What is needed: Update the listing below by replacing "bare hill slope" with "exposed hillside" and leaving every other line as it stands.

Exercise input:
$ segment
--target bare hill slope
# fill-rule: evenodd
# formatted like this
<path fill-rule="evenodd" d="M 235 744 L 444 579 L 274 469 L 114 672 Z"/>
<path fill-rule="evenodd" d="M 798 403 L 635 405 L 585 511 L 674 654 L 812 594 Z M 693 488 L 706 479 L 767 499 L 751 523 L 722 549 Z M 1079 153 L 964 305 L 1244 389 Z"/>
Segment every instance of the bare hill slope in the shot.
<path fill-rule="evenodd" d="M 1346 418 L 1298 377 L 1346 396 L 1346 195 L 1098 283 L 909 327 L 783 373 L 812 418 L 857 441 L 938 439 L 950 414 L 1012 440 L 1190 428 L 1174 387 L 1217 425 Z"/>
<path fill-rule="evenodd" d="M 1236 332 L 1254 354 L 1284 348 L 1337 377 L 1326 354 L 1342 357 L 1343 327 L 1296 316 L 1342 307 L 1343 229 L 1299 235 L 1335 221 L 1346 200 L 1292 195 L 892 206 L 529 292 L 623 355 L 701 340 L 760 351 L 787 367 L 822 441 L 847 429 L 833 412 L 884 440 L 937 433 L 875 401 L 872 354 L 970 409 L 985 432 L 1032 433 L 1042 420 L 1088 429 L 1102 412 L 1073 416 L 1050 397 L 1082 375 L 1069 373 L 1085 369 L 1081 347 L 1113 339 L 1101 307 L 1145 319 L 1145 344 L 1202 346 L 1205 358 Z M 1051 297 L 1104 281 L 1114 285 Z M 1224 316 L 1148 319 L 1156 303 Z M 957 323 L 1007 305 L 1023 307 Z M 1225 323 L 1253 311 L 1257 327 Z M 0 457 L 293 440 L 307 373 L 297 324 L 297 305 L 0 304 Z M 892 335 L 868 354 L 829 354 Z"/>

Finished answer:
$ segment
--target exposed hillside
# fill-rule: evenodd
# formatted like this
<path fill-rule="evenodd" d="M 235 744 L 444 579 L 274 469 L 114 672 Z"/>
<path fill-rule="evenodd" d="M 798 403 L 635 405 L 585 511 L 674 654 L 812 594 Z M 693 488 L 706 479 L 767 499 L 751 523 L 722 549 Z M 1079 153 L 964 305 L 1244 389 Z"/>
Segment every instance of the exposed hillside in the shot.
<path fill-rule="evenodd" d="M 1346 418 L 1298 377 L 1346 396 L 1346 195 L 1098 283 L 909 327 L 783 373 L 812 418 L 857 441 L 938 439 L 950 414 L 1012 440 L 1190 428 L 1174 387 L 1217 425 Z"/>
<path fill-rule="evenodd" d="M 1236 332 L 1254 354 L 1284 348 L 1337 377 L 1326 354 L 1342 357 L 1343 327 L 1296 316 L 1342 307 L 1343 229 L 1299 235 L 1335 221 L 1346 200 L 1292 195 L 892 206 L 529 292 L 623 355 L 701 340 L 760 351 L 787 367 L 822 441 L 847 429 L 833 412 L 884 440 L 937 433 L 875 401 L 872 354 L 970 409 L 985 432 L 1032 433 L 1042 420 L 1088 429 L 1102 412 L 1073 416 L 1050 397 L 1082 375 L 1069 373 L 1085 369 L 1081 347 L 1113 339 L 1101 307 L 1145 319 L 1145 344 L 1202 346 L 1205 358 Z M 1051 297 L 1104 281 L 1114 285 Z M 1224 316 L 1148 319 L 1156 303 Z M 957 323 L 1007 305 L 1023 307 Z M 1225 323 L 1253 311 L 1257 327 Z M 0 457 L 293 440 L 307 373 L 297 324 L 297 305 L 0 304 Z M 892 335 L 868 354 L 829 354 Z"/>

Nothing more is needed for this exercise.